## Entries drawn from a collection
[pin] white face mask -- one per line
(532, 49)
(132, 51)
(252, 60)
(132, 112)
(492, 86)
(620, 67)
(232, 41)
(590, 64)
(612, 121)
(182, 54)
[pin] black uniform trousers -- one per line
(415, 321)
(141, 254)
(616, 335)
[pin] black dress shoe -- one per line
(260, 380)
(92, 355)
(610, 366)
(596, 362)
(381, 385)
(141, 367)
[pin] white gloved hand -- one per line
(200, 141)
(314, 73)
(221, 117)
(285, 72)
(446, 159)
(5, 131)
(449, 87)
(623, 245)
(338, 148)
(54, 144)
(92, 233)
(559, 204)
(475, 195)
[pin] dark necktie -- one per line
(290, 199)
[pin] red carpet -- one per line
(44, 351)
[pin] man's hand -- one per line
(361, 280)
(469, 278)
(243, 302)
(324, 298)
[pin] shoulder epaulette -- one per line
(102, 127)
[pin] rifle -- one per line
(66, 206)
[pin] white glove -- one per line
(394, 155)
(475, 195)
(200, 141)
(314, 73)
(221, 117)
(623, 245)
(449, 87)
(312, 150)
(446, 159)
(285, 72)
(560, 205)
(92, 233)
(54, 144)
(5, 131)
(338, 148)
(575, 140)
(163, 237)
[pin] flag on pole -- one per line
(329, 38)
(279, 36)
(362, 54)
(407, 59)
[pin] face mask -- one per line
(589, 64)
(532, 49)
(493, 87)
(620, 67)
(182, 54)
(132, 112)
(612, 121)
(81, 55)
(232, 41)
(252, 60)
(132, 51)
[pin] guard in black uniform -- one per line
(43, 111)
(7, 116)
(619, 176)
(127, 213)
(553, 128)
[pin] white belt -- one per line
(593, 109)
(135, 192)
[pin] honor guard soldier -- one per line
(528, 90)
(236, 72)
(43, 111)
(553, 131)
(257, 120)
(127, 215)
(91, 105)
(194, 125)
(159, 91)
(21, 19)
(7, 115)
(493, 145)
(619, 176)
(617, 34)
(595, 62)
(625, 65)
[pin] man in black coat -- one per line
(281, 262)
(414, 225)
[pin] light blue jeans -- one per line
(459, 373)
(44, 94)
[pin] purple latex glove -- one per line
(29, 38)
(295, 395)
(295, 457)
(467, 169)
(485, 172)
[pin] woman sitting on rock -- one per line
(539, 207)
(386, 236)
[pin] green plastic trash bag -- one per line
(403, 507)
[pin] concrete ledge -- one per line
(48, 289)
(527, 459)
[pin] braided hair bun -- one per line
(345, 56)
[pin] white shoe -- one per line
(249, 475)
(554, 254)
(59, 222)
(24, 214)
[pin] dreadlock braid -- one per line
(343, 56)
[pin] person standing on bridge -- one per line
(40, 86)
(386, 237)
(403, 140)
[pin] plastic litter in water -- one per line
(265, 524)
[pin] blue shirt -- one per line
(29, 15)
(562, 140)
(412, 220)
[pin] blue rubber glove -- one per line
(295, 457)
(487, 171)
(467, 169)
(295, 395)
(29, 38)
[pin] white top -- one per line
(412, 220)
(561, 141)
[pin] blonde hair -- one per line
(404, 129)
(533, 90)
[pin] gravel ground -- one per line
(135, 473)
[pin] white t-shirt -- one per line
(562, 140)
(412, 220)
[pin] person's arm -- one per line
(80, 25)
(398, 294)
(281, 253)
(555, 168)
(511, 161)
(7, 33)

--

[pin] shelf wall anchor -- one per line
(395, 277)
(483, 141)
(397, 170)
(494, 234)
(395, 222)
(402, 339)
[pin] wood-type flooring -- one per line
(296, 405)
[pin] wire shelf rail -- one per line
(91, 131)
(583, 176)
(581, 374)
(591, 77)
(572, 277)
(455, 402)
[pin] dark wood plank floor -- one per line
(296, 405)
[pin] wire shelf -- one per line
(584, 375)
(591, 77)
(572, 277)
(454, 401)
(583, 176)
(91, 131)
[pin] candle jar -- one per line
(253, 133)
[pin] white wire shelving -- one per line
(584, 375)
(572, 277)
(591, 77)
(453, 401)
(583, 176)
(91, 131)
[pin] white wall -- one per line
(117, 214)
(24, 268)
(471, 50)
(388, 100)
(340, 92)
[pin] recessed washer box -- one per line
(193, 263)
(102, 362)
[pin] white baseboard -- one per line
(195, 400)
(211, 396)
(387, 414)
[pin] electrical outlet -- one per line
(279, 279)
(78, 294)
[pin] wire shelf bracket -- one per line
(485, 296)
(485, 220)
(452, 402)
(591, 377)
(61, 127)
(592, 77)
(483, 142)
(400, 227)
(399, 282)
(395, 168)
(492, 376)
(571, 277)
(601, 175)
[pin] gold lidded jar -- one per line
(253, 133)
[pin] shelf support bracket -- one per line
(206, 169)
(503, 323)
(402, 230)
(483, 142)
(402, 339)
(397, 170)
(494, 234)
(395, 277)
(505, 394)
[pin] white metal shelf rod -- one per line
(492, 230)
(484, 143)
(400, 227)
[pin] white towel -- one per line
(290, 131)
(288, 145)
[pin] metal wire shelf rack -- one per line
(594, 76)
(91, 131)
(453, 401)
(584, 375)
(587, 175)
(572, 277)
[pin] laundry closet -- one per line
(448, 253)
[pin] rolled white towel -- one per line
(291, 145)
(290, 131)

## TASK OBJECTIVE
Tally the lines in the records above that include the string "shoe". Reply with the number alone.

## THE REPLY
2